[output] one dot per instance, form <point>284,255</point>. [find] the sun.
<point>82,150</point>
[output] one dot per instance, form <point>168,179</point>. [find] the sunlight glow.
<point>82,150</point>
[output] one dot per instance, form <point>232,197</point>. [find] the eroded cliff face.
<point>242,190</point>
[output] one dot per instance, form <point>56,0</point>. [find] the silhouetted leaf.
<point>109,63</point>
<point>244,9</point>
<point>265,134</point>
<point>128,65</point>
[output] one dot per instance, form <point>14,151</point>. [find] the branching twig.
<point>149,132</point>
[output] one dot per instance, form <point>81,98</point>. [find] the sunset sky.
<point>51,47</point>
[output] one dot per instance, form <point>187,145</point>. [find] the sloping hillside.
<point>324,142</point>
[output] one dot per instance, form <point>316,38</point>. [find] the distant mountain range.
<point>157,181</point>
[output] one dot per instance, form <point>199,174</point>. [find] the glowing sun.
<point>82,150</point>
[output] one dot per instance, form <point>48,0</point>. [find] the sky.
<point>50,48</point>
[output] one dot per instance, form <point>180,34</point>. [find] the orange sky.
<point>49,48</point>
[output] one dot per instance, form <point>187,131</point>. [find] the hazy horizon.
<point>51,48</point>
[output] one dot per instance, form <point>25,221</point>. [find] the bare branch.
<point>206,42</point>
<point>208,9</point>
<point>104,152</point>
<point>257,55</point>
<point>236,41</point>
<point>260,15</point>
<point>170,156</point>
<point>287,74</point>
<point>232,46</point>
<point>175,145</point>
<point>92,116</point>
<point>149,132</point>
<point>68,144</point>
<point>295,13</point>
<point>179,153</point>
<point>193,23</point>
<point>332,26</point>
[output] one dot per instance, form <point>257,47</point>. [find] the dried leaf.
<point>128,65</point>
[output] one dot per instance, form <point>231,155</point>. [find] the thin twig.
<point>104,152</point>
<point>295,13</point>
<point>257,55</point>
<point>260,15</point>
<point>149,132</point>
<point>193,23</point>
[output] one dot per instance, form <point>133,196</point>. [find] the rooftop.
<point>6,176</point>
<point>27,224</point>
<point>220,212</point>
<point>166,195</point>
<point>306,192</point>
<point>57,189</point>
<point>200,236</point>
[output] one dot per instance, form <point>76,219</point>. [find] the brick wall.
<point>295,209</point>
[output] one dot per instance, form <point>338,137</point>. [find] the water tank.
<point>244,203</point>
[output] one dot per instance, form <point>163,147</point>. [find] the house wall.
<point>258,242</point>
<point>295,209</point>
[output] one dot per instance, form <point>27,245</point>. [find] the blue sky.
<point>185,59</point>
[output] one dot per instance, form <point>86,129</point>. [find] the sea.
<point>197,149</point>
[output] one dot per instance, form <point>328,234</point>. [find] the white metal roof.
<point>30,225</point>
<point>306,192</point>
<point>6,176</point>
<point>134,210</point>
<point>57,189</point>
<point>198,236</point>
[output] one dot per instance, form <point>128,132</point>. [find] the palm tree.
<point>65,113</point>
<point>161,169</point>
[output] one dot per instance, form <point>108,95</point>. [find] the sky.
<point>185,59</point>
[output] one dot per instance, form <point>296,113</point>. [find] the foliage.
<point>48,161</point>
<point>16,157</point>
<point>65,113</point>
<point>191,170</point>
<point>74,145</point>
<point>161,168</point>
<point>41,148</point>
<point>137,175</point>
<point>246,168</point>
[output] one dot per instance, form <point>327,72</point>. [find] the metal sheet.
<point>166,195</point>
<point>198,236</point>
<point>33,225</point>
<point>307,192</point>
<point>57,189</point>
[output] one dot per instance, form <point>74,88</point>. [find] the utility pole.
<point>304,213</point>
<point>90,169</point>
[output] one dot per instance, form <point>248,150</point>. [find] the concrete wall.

:::

• YOUR TASK
Repeat each record above precisely as written.

• SOLUTION TO THIS PROBLEM
[output] one dot per instance, form <point>284,255</point>. [find] the sun.
<point>82,150</point>
[output] one dot per instance, form <point>168,179</point>. [find] the sunlight glow.
<point>82,150</point>
[output] one dot per instance, form <point>232,197</point>. [find] the eroded cliff face.
<point>242,190</point>
[output] one dot per instance, form <point>56,0</point>. [find] the silhouetted leaf.
<point>109,63</point>
<point>244,9</point>
<point>265,134</point>
<point>128,65</point>
[output] one dot per instance, form <point>14,151</point>. [find] the branching twig.
<point>149,132</point>
[output] one dot per instance, form <point>81,98</point>. [find] the sunset sky.
<point>51,47</point>
[output] one dot per instance, form <point>187,145</point>. [find] the sloping hillside.
<point>324,142</point>
[output] one dot per instance, form <point>316,38</point>. [find] the distant mountain range.
<point>157,181</point>
[output] one dot per instance, form <point>199,174</point>. [find] the glowing sun.
<point>82,150</point>
[output] one dot per instance, form <point>48,0</point>. [find] the sky.
<point>50,48</point>
[output] one dot per instance, form <point>180,34</point>. [find] the orange sky.
<point>49,48</point>
[output] one dot per instance, form <point>187,131</point>. [find] the hazy horizon.
<point>51,48</point>
[output] one dot per instance, form <point>25,221</point>. [find] the bare branch.
<point>206,42</point>
<point>208,9</point>
<point>104,152</point>
<point>257,55</point>
<point>236,41</point>
<point>260,15</point>
<point>170,156</point>
<point>287,74</point>
<point>232,46</point>
<point>175,145</point>
<point>92,116</point>
<point>149,132</point>
<point>68,144</point>
<point>295,13</point>
<point>179,153</point>
<point>193,23</point>
<point>332,26</point>
[output] one dot per instance, form <point>257,47</point>. [find] the dried leaf.
<point>128,65</point>
[output] one dot per instance, form <point>231,155</point>. [find] the thin twig.
<point>104,152</point>
<point>295,13</point>
<point>257,55</point>
<point>260,15</point>
<point>149,132</point>
<point>193,23</point>
[output] one dot per instance, form <point>133,196</point>. [find] the rooftop.
<point>6,176</point>
<point>27,224</point>
<point>220,212</point>
<point>166,195</point>
<point>306,192</point>
<point>57,189</point>
<point>200,236</point>
[output] one dot per instance, form <point>76,219</point>. [find] the brick wall.
<point>295,209</point>
[output] one dot per instance, form <point>338,137</point>. [find] the water tank.
<point>244,203</point>
[output] one dot per instance, form <point>163,147</point>. [find] the house wall.
<point>258,242</point>
<point>295,209</point>
[output] one dot per instance, form <point>27,245</point>. [find] the blue sky.
<point>185,59</point>
[output] one dot per instance, form <point>86,129</point>. [find] the sea.
<point>197,149</point>
[output] one dot per instance, form <point>328,234</point>. [find] the white metal roof.
<point>30,225</point>
<point>306,192</point>
<point>6,176</point>
<point>134,210</point>
<point>57,189</point>
<point>198,236</point>
[output] one dot per instance, form <point>128,132</point>. [find] the palm tree.
<point>65,113</point>
<point>161,169</point>
[output] one dot per instance, form <point>108,95</point>. [find] the sky.
<point>185,59</point>
[output] one dot per instance, form <point>296,113</point>. [find] the foliage.
<point>48,161</point>
<point>16,157</point>
<point>65,113</point>
<point>191,170</point>
<point>74,145</point>
<point>161,168</point>
<point>41,148</point>
<point>137,175</point>
<point>246,168</point>
[output] one dot per instance, form <point>327,72</point>. [find] the metal sheet.
<point>166,195</point>
<point>198,236</point>
<point>33,225</point>
<point>307,192</point>
<point>57,189</point>
[output] one dot per instance, form <point>74,88</point>. [find] the utility pole.
<point>304,213</point>
<point>90,169</point>
[output] one dot per instance, form <point>248,150</point>. [find] the concrete wall.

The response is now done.